(Records supplied begins)

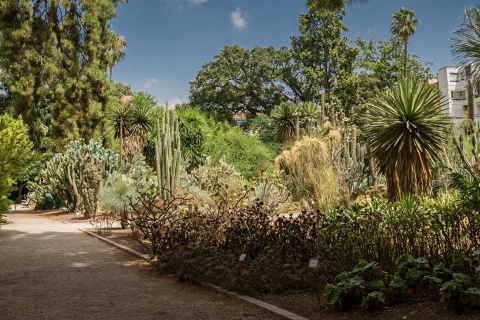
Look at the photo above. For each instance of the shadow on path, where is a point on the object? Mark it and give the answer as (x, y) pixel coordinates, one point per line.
(49, 270)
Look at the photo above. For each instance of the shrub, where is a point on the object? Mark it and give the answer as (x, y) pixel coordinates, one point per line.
(245, 152)
(15, 155)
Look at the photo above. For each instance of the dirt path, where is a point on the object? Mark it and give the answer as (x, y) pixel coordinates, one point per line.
(51, 270)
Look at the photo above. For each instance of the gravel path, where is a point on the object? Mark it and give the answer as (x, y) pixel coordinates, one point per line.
(51, 270)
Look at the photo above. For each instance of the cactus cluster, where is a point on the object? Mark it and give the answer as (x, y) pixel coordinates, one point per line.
(76, 175)
(168, 155)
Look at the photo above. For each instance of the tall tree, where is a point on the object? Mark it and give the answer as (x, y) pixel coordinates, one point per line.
(54, 61)
(417, 131)
(116, 52)
(379, 65)
(238, 80)
(327, 61)
(332, 4)
(404, 25)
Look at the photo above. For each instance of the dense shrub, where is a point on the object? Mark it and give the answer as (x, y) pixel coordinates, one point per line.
(15, 155)
(245, 152)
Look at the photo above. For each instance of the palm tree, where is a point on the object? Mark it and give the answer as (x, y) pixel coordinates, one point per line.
(134, 120)
(404, 25)
(116, 52)
(406, 132)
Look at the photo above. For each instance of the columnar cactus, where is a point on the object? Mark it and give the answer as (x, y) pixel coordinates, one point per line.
(167, 150)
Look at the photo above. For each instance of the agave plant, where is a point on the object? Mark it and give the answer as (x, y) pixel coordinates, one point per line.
(407, 131)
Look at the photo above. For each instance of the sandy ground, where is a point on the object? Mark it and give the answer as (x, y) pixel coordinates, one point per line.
(51, 270)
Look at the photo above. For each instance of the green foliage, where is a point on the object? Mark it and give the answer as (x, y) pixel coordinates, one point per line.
(245, 152)
(238, 80)
(380, 64)
(194, 127)
(418, 130)
(119, 192)
(263, 126)
(465, 46)
(57, 79)
(15, 156)
(404, 26)
(284, 118)
(76, 175)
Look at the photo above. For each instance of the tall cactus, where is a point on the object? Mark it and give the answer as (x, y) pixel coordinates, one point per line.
(167, 150)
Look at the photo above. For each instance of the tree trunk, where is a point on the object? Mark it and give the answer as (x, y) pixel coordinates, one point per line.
(470, 102)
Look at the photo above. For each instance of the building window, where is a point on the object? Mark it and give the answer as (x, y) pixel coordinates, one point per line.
(457, 95)
(454, 77)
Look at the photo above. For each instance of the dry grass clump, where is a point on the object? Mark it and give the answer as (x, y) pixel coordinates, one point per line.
(310, 168)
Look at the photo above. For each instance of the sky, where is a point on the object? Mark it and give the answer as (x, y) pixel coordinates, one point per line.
(168, 41)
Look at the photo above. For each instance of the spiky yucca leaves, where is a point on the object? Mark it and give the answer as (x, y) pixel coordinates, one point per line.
(310, 113)
(283, 118)
(406, 131)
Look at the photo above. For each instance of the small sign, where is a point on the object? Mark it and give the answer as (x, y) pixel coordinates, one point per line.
(313, 263)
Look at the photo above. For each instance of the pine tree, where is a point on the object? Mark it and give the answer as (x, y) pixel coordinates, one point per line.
(54, 60)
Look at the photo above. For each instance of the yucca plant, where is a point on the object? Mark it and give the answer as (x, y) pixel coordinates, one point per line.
(407, 131)
(284, 119)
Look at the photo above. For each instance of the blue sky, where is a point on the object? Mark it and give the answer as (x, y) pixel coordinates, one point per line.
(170, 40)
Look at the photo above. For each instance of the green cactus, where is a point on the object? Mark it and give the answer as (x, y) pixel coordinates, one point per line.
(76, 175)
(168, 155)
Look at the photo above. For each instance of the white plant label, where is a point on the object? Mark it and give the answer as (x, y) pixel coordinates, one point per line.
(313, 263)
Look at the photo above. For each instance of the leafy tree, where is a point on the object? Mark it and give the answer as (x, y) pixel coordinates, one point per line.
(238, 80)
(380, 63)
(466, 48)
(327, 61)
(54, 60)
(404, 25)
(193, 127)
(417, 131)
(15, 155)
(134, 120)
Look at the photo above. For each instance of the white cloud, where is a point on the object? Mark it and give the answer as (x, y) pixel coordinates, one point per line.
(237, 18)
(149, 83)
(173, 102)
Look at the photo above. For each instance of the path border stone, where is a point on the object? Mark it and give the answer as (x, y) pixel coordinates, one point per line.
(269, 307)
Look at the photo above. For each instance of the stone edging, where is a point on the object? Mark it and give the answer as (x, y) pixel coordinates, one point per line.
(278, 311)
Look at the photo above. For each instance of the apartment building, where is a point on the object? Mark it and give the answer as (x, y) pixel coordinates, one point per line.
(452, 83)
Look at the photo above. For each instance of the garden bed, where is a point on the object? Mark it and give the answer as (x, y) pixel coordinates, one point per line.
(306, 303)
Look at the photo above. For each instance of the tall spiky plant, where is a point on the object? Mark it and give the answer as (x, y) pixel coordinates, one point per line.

(Records supplied ends)

Only an exact copy of the records counts as an answer. Leave out the images.

Look at the photo above. For each instance of the shadow on path, where is a point on the object? Mark it and give the answer as (x, y) pixel coordinates, one point per line.
(49, 270)
Look at the photo above. For each instance of the shrub, where is a point on the object? Mark it and give the answer as (x, y) pixel coordinates, one point per line.
(245, 152)
(15, 155)
Look at the photo above. For each instance of the dirt path, where is a point on the object? Mark it and give the answer as (x, y) pixel coordinates, one point per line.
(51, 270)
Look at the photo above. For each instance of the gravel path, where is a point on the object? Mark it and give the answer as (x, y) pixel coordinates, one point per line.
(51, 270)
Look at the photo above. For each instance of the cactus cluster, where is a point on the object? Mark it and give the answer as (x, y) pixel coordinates, one point per line.
(76, 175)
(168, 155)
Look at the photo above. For each instance of the tall tree, where is a point on the object? Mark it and give the answer as (x, y) pixel coordinates, one point per line.
(54, 61)
(417, 131)
(116, 52)
(379, 65)
(238, 80)
(327, 61)
(332, 4)
(404, 25)
Look at the photo above. For each instance of the dense shrub, where is a point on the object? Mark it and give the answer as (x, y) pixel coordinates, one point per line.
(15, 155)
(245, 152)
Look at the photo above. For each instance of the palm tree, where is a point on the object? Mark it and give the answer as (x, y) pixel coordinates, one point per line.
(134, 120)
(404, 25)
(116, 52)
(406, 132)
Look at the photo above. For each instance of the columnar cactus, where is a point on the object? Mark it and give the answer as (x, y) pixel coordinates, one point per line.
(167, 150)
Look at the photo above. For each instance of the agave plant, where is a point on the object? Mark it and give the answer as (x, y) pixel coordinates, one point per line.
(407, 131)
Look at the photo above. For each instance of the sandy ground, where is a point on the object? Mark it and give the answer as (x, y) pixel coordinates, one point per line.
(51, 270)
Look at the photo above. For each instance of the green foliage, where is a point on the object? Mark it and give the answer as (x, y) pixel coordinates, one point per line.
(245, 152)
(238, 80)
(380, 64)
(194, 127)
(418, 130)
(119, 192)
(263, 126)
(465, 46)
(57, 79)
(15, 156)
(404, 26)
(284, 118)
(76, 175)
Look at the photo above. For each instance of the tall cactus, where is a point on the object? Mark it and give the answer as (x, y) pixel coordinates, one point per line.
(167, 150)
Look at the photo above. For each instance of the tree trunk, where is a point on the object? Mark it and give the answer as (x, y) pixel coordinates, one point per line.
(470, 102)
Look at the photo above. For each instance of the building window, where is a point on the object? Mark it and give the answer as (x, y) pixel coordinates, one point per line.
(457, 95)
(454, 77)
Look at the photo above. For each instance of the dry grass clump, where is a point on the object? Mark it and give the answer as (x, y) pixel coordinates, one point per line.
(310, 168)
Look at the photo above. For each instance of the sky, where is a point on the object? Mark it and give the answer as (x, y) pixel coordinates, one point per line.
(168, 41)
Look at the photo above. For each instance of the spiky yucca leaves, where is a point on the object? Mark it and give the answer as (x, y) pixel coordinates, one point per line.
(310, 113)
(283, 118)
(406, 131)
Look at the photo above. For each instance of the small sign, where is a point on the object? Mark it and give the answer as (x, y) pixel coordinates, one point per line.
(313, 263)
Look at the photo above. For each instance of the pine tree, where is a point on the object? Mark it and give the answer as (x, y) pixel coordinates, one point per line.
(54, 60)
Look at the photo above. For each instance of the yucca plant, where is a point on the object? Mark it and give the answer as (x, y) pixel coordinates, one point per line.
(407, 131)
(284, 119)
Look at the photo above. For each instance of the blue sky, where is a point on the object? Mark it and give the answer as (x, y) pixel coordinates, one point per line.
(170, 40)
Look at the photo above. For each instance of the green cactus, where is a point on the object? Mark it and give the answer as (x, y) pixel coordinates, one point per line.
(76, 175)
(168, 155)
Look at the photo above. For each instance of the white plant label, where is a point on the object? Mark it and give the answer as (x, y) pixel coordinates, one point per line.
(313, 263)
Look at the photo above. For each instance of the leafy tree, where is a point on the object? Mark it and give the answer as (x, y) pixel coordinates, one point per line.
(238, 80)
(380, 63)
(466, 48)
(327, 61)
(54, 60)
(404, 25)
(193, 127)
(417, 131)
(15, 155)
(134, 120)
Look at the photo above. For each instance of the white cloud, where is a point on the object? Mark it and give the answer as (x, y) pixel coordinates, one point per line.
(237, 18)
(149, 83)
(173, 102)
Look at the photo above. For each instance of the path border stone, where is a point on the object? Mark it and give the answer as (x, y) pixel coordinates, one point per line.
(269, 307)
Look at the photo above. For each instance of the stone edging, where is a point on the object? Mark it and give the answer as (x, y) pixel coordinates, one point per line.
(278, 311)
Look at the photo above. For each instance of the apartment building, where is a point on the object? Mark it and give the answer as (x, y) pixel coordinates, one point per line.
(452, 83)
Look at the photo above. For each instance of the garden bed, where is a point on the object? Mark it and give the answer as (x, y) pixel coordinates, one point per line.
(306, 303)
Look at the photo above. For each instance of the tall spiky plant, where is a point on the object? Mark it and give the answer as (x, y) pixel coordinates, one point per line.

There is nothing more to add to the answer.